Excerpts from point annotation data
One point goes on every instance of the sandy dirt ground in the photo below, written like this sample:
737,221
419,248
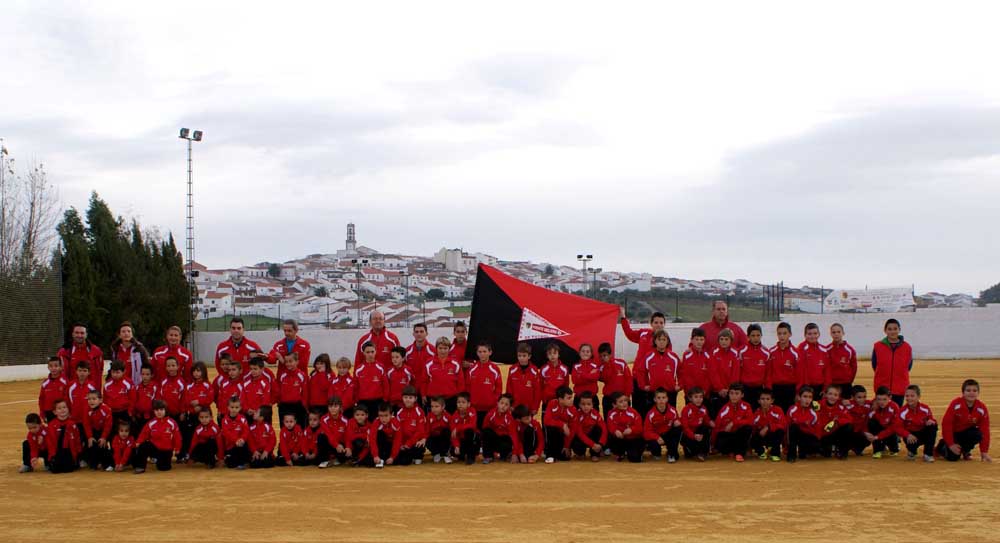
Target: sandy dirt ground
860,499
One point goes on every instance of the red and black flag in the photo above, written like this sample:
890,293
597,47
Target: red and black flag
507,311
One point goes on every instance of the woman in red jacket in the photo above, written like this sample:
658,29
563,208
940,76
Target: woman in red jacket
892,359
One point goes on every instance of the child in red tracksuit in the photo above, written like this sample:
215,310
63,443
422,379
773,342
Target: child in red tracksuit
439,431
625,431
916,425
204,442
734,424
290,446
769,426
696,425
413,427
357,437
659,369
859,407
464,430
803,427
966,423
292,389
616,376
754,365
485,382
123,447
553,374
499,431
530,442
662,427
559,418
234,435
585,375
834,425
385,438
882,424
159,439
524,381
262,439
589,432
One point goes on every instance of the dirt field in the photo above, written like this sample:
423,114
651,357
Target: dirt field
861,499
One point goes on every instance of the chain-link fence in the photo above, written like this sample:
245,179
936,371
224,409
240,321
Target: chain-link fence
30,315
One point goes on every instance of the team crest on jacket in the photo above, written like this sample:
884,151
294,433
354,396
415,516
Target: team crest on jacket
534,326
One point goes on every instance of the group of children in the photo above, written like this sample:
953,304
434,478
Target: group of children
396,414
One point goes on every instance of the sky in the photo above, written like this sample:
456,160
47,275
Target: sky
848,145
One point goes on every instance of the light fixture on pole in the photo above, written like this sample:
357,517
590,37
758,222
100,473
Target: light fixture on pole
585,259
190,136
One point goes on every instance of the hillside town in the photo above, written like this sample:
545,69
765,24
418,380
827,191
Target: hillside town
341,289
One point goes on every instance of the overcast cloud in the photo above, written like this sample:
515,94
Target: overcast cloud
851,146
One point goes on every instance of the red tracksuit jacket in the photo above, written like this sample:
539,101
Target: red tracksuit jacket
199,391
660,370
913,419
585,376
617,377
442,378
552,378
724,369
539,439
694,371
319,388
291,442
163,433
412,424
843,362
172,392
525,385
293,387
959,416
121,450
754,365
119,395
784,366
460,422
53,389
203,434
814,365
485,385
620,420
372,384
97,423
657,423
693,416
773,419
262,438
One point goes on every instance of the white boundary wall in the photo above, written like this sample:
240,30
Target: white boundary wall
934,333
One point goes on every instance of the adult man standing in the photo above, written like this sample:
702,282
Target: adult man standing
719,322
383,339
238,347
291,343
80,348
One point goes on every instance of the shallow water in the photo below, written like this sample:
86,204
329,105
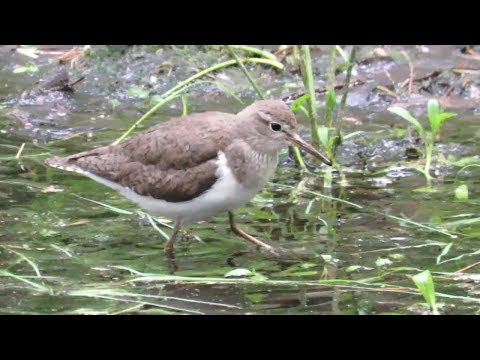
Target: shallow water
60,253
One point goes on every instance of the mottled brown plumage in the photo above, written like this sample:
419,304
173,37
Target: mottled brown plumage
191,167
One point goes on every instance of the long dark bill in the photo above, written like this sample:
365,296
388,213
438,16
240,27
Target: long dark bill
297,140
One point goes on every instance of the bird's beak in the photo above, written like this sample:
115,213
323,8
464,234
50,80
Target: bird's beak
297,140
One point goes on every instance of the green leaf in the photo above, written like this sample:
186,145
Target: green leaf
436,117
444,252
299,102
238,273
461,192
405,114
381,262
323,135
424,283
331,100
353,268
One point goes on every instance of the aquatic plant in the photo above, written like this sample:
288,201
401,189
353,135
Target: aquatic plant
436,117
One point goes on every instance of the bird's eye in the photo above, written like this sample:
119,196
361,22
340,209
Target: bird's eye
275,126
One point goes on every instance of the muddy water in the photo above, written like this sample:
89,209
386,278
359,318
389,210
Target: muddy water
347,253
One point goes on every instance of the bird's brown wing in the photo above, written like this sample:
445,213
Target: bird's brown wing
173,161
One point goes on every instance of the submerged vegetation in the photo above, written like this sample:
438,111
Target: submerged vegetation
363,237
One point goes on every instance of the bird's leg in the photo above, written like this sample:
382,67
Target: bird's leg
171,241
244,235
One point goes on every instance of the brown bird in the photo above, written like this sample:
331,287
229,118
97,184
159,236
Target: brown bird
193,167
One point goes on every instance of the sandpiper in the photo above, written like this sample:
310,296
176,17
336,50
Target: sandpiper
193,167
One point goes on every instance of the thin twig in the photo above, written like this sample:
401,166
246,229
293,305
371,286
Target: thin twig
351,62
245,71
19,153
469,267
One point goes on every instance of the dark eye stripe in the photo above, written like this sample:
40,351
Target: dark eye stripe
275,126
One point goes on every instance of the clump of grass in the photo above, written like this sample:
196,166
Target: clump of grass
436,117
320,134
183,86
424,283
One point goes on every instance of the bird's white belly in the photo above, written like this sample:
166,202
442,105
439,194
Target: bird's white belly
226,194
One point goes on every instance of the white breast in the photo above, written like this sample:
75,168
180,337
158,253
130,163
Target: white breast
226,194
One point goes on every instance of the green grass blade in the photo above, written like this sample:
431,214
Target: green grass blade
424,282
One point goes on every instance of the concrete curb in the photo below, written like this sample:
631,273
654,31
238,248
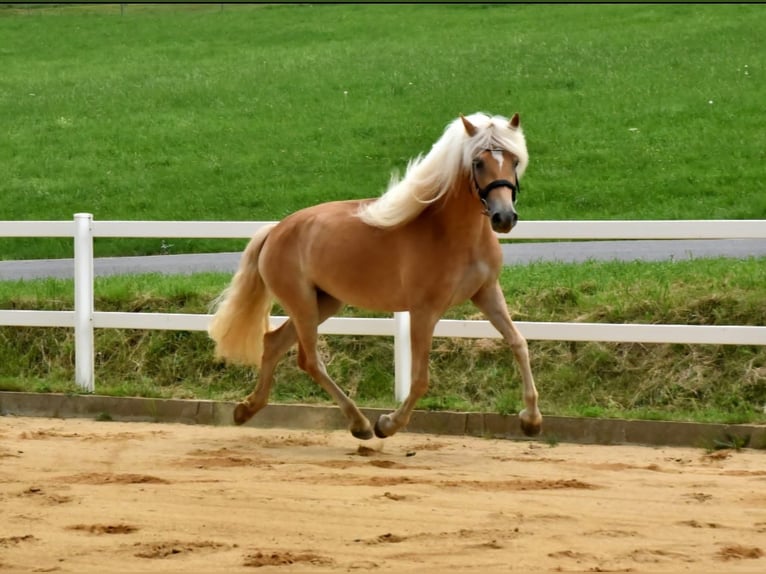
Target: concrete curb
312,417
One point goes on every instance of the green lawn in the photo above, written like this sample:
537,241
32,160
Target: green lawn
256,111
689,382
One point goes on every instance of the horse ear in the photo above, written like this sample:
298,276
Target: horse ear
469,127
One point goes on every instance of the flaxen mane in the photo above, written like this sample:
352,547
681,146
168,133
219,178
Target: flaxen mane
428,178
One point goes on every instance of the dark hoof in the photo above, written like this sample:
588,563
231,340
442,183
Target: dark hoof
378,432
531,429
365,434
242,414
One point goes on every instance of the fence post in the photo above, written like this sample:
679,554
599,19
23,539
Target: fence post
83,301
402,356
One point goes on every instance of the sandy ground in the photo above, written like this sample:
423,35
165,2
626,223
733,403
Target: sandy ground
85,496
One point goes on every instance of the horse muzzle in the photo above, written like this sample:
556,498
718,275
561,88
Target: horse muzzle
503,221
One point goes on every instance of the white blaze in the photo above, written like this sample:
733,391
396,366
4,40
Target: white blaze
498,155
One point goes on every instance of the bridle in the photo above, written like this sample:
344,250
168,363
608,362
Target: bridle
483,192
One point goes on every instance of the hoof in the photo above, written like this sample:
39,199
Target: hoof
378,431
242,414
531,429
364,434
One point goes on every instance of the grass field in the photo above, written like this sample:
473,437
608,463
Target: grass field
254,111
631,111
698,382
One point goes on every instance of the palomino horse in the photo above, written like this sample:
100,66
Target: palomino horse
423,246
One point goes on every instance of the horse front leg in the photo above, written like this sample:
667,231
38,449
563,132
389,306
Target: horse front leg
421,333
491,302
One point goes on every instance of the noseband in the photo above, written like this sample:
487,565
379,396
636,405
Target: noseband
483,192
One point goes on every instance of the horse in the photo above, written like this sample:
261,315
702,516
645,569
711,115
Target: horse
427,243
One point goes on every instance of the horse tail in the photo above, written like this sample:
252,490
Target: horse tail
241,317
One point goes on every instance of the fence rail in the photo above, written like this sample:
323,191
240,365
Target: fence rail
84,318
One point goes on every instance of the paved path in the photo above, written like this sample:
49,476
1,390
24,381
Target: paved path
513,254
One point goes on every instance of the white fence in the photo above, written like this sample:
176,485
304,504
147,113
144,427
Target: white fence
84,318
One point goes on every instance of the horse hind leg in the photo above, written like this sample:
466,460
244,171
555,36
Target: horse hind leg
310,361
275,344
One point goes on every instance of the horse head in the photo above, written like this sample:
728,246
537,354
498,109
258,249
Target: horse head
495,174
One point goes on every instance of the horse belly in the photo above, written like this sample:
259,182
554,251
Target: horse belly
326,247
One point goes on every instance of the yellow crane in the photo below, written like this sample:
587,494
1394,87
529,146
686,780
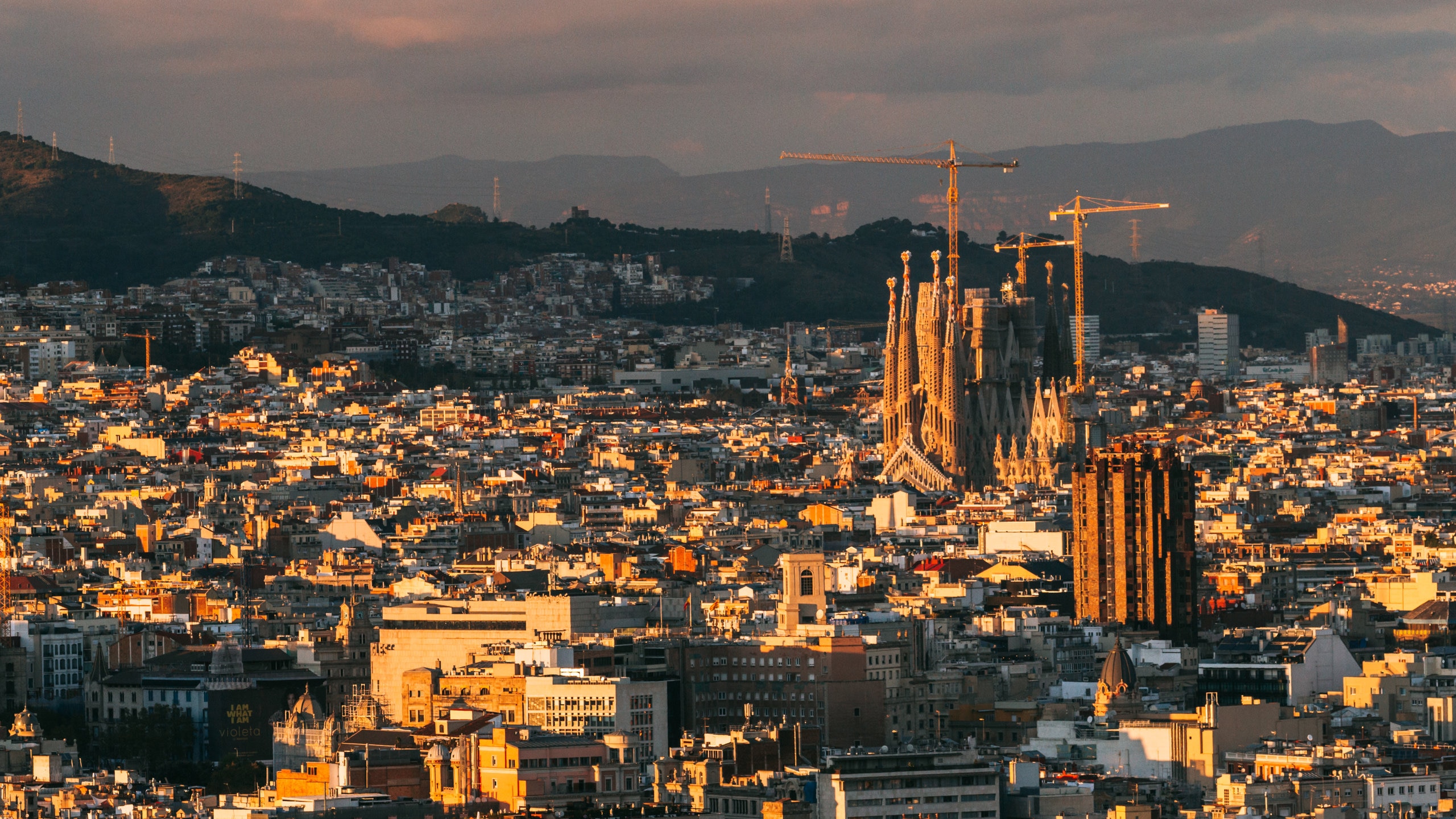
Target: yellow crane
147,336
953,197
6,573
1078,209
1025,242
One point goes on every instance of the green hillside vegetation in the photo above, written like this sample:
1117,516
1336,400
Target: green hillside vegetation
113,226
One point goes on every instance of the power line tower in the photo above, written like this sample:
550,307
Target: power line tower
1025,242
6,573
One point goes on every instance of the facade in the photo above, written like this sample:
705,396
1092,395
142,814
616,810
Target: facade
1330,363
820,682
1133,541
1289,667
915,783
960,404
1218,346
455,633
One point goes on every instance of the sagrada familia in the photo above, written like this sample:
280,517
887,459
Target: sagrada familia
961,404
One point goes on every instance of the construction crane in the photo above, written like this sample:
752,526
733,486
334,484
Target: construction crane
147,336
1025,242
1078,209
953,196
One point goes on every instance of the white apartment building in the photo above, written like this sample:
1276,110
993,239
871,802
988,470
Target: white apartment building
1218,346
1091,330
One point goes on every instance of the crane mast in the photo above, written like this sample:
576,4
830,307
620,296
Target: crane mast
953,196
1025,242
1078,209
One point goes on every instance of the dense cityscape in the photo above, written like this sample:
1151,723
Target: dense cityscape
870,410
630,568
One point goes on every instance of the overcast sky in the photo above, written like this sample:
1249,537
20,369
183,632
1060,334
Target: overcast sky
702,86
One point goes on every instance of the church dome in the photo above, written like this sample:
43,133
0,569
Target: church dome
1119,674
228,659
306,707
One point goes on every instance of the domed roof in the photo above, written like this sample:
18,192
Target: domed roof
1119,674
228,659
306,707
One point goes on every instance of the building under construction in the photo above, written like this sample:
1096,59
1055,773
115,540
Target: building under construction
1133,540
961,407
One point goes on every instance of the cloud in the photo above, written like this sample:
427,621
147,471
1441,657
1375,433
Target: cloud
715,84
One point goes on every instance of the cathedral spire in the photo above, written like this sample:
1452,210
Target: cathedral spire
906,365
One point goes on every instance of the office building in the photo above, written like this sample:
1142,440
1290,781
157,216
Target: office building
1133,540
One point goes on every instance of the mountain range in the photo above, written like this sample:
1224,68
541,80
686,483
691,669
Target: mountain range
1330,206
77,218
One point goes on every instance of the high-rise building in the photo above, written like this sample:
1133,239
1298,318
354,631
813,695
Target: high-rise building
1133,540
1218,344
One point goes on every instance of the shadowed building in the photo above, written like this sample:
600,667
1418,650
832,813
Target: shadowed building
960,404
1133,540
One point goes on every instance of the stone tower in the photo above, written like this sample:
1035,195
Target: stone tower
801,599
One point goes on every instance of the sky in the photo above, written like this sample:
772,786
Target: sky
702,86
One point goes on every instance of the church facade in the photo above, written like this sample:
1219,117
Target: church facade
961,406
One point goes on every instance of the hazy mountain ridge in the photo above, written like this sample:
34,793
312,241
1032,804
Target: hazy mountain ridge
1330,201
75,218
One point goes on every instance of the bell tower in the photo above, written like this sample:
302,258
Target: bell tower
801,597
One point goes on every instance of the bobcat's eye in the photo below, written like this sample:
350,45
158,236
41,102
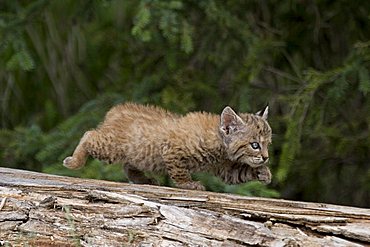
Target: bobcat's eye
255,145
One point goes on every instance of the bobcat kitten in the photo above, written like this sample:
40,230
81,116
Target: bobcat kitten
147,138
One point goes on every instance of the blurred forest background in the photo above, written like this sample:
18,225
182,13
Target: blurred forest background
63,64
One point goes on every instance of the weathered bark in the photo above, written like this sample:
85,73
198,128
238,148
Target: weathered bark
46,210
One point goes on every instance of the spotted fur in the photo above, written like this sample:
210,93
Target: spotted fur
148,138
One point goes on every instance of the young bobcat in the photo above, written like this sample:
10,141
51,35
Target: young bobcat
147,138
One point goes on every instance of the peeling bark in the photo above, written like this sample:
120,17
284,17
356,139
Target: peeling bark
45,210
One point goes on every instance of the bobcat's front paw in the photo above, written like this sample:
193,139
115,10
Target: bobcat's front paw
194,185
263,174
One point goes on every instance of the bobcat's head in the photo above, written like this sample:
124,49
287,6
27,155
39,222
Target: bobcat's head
246,136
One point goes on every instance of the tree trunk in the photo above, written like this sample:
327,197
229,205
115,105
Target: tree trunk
45,210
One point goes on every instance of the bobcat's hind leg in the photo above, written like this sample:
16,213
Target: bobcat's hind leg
136,176
78,159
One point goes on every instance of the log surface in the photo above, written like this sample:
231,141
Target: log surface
46,210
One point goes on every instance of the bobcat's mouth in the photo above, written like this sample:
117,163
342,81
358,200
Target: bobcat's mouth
255,161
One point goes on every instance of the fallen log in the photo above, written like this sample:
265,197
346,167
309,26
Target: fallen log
38,209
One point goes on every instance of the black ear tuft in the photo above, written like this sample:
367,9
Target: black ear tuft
230,121
263,113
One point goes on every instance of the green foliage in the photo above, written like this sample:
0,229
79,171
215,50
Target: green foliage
308,59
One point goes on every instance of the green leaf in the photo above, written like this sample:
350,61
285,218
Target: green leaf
364,85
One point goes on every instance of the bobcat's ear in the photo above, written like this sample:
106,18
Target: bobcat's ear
263,113
230,121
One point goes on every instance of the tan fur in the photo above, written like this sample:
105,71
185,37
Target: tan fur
148,138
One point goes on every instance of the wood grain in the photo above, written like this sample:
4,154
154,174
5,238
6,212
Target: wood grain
49,210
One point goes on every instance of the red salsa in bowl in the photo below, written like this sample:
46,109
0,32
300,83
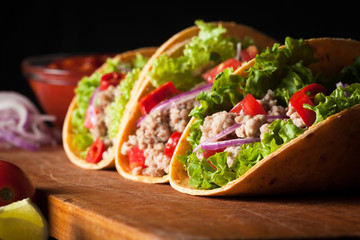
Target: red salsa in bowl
53,79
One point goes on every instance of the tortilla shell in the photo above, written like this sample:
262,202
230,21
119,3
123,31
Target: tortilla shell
67,134
174,48
324,158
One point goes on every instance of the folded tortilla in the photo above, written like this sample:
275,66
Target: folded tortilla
173,47
67,132
325,157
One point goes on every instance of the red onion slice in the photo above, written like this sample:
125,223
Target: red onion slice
238,51
228,143
218,136
22,125
182,97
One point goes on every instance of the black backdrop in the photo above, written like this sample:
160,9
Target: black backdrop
46,27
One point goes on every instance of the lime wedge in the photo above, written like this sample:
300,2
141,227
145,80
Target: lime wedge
22,220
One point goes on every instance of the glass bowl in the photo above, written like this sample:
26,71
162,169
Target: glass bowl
54,77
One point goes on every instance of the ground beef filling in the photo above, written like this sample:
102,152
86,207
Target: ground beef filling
153,134
251,127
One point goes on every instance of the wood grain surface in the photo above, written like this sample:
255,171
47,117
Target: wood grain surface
89,204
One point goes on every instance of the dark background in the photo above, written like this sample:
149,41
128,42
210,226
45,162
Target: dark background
37,28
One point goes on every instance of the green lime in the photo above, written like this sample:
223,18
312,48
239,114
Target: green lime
22,220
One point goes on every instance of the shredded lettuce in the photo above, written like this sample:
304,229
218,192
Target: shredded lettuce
207,49
203,175
116,109
339,100
284,71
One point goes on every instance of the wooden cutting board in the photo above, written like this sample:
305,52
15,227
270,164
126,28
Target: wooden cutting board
88,204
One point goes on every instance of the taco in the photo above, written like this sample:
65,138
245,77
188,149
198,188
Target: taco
95,113
286,123
181,68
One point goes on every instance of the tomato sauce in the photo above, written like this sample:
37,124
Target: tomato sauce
53,79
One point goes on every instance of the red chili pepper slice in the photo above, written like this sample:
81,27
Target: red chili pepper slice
249,106
136,158
110,79
306,96
156,96
94,155
210,75
172,143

- **SHORT PROBLEM**
Using the material above, extract the line that contains "One point goes on every instance of the green lime" and every line after it, exactly as given; stop at the last line.

- **REPLY**
One point goes on every instance of the green lime in the photo above, written like this sample:
223,18
312,48
239,114
Target: green lime
22,220
One point goes on every instance of the shredded lettuce in the photo above, written like this sample:
304,229
218,192
Target: shredded lettuce
207,49
203,175
116,109
339,100
284,71
One point goes on every instance of the wooden cutting board in the photo above, written like this sample:
305,52
15,227
270,164
126,28
Target: wooden cutting board
88,204
One point goes on every instance of the taco in the photo above, written like this sample:
65,138
245,77
188,149
198,188
Target: taco
95,113
286,123
181,68
One point goes on every instance of the tomato sauce in the photo above, written like this sample:
37,124
Target: tomato sauce
53,79
One point goes on every instance of the red chili pepper slice in the photo above, written like this sample:
81,27
Target: red chili pepper slice
249,106
136,158
110,79
306,96
156,96
94,155
210,75
172,143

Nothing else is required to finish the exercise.